WRITTEN PROBLEM 1: Count how many lines in the entries below contain the word "brown", and reply with that number alone.

DOCUMENT EXCERPT:
* START *
Troy Record [Albany NY]
July 31, 2003

There is not an uglier story than that of the clergy abuse scandal that has been going strong for two years - and shows no signs of slowing down.

Victims have come out of the woodwork in recent months.

In interviews, many speak of feeling liberated after disclosing the horrors they have kept secret for so long. Many have a sense of justice when, after years of guilt-induced silence, they name the priest and tell the world what happened.

Others lack a sense of sincerity, and it is clear they are looking for the money, which may or may not be wrong. If the abuse did occur, regardless of how long ago, they deserve compensation.

How much compensation is a tough question, and one that concerns dioceses across the nation, including the Roman Catholic Diocese of Albany.

With the scent of easy money in the air, the diocese is well within its right to investigate each and every case. The diocese is also correct when it states that older cases are more difficult - in fact, perhaps even impossible - to bring to conclusion.

Recently, a female police officer in Rensselaer, Teri Hansen, settled a sexual harassment complaint against the city for $200,000. The verbal abuse and obscene gestures she endured, while far from pleasant, paled in comparison to some of the abuse children were subjected to at the hands of priests.

The harassment in Rensselaer happened in 2000 and 2001, and the civil suit was brought a year later, well within the statute of limitations. Some of the clergy abuse cases date back decades - one to 1934, with the priest involved dead since 1976.

District attorneys are sympathetic, but reluctant to waste resources investigating a case they will not be able to prosecute because the crime happened outside the statute of limitations, sometimes by decades.

So who is left?

There are too many people out there looking for easy money, and if dioceses started handing it out, there would be a long line at the Chancery.

They have been handing out counseling at a fair clip, though, but even that process has come under scrutiny.

There are four lawsuits pending, all of them shaky at best. They do not, and cannot, address the actual abuse, so attorney John Aretakis filed the suits based on how the Albany diocese dealt with the victims who came forward years after the crimes happened.
* END *
WRITTEN PROBLEM 2: Write out the passage of the editorial on the clergy abuse scandal starting at "Recently, a female" and ending at "sometimes by decades.", replacing "Rensselaer" with "Troy" throughout.

RECORDED INFORMATION:
* START *
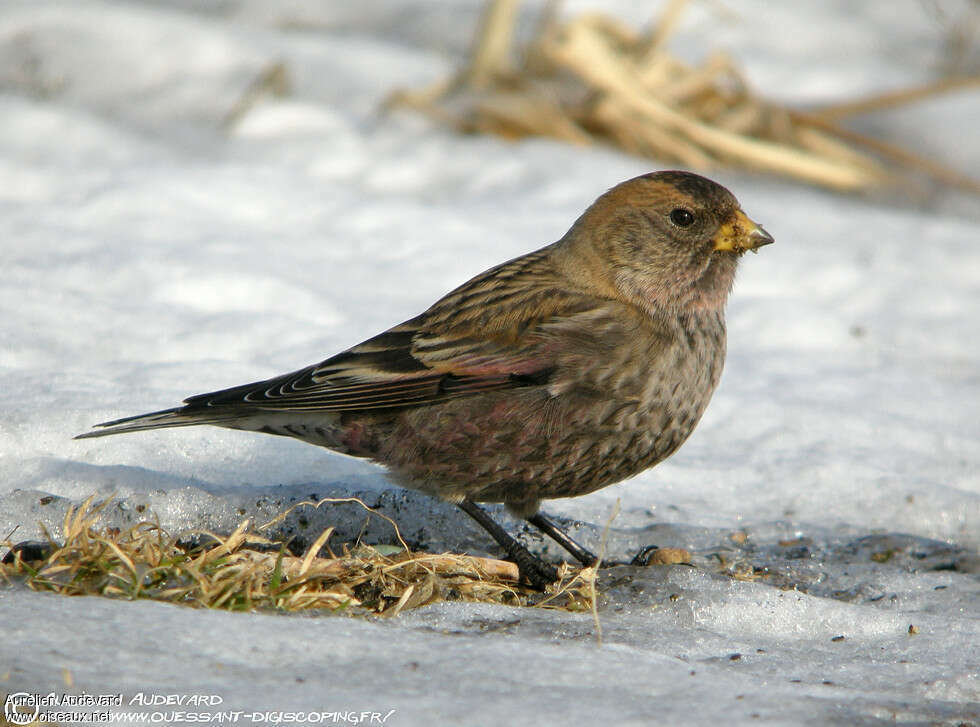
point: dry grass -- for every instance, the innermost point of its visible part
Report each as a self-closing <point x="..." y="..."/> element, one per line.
* END *
* START *
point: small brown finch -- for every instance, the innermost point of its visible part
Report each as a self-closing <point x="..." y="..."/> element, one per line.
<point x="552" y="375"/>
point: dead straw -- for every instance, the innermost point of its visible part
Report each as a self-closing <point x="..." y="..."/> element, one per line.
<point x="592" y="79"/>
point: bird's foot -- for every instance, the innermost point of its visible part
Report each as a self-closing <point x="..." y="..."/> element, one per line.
* END *
* START *
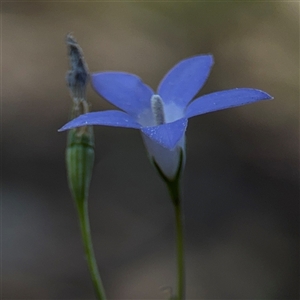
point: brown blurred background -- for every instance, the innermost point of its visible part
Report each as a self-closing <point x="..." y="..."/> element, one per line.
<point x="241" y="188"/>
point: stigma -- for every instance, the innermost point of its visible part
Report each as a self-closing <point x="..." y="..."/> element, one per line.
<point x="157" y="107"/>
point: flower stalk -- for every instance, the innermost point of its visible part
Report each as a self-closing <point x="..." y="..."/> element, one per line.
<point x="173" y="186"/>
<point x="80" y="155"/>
* END *
EXPECTED OUTPUT 1: 2

EXPECTED OUTPUT 2:
Recently, a female police officer in Troy, Teri Hansen, settled a sexual harassment complaint against the city for $200,000. The verbal abuse and obscene gestures she endured, while far from pleasant, paled in comparison to some of the abuse children were subjected to at the hands of priests.

The harassment in Troy happened in 2000 and 2001, and the civil suit was brought a year later, well within the statute of limitations. Some of the clergy abuse cases date back decades - one to 1934, with the priest involved dead since 1976.

District attorneys are sympathetic, but reluctant to waste resources investigating a case they will not be able to prosecute because the crime happened outside the statute of limitations, sometimes by decades.